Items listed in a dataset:
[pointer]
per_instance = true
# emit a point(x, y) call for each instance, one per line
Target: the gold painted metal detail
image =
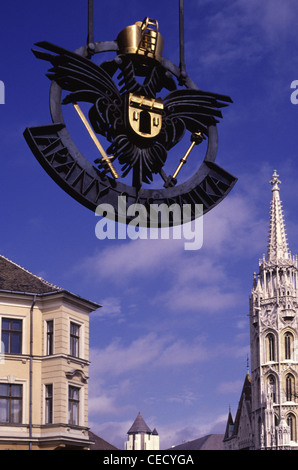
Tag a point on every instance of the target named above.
point(184, 158)
point(104, 158)
point(145, 115)
point(142, 38)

> **Challenge**:
Update all the rows above by changing "gold" to "brass" and keeping everything else the same. Leave the pictures out of your answer.

> **Response for this exercise**:
[pointer]
per_instance = true
# emit a point(x, y) call for each instance, one per line
Target: the brass painted metal detail
image =
Tag a point on every instance of the target named above.
point(184, 158)
point(104, 158)
point(145, 115)
point(142, 38)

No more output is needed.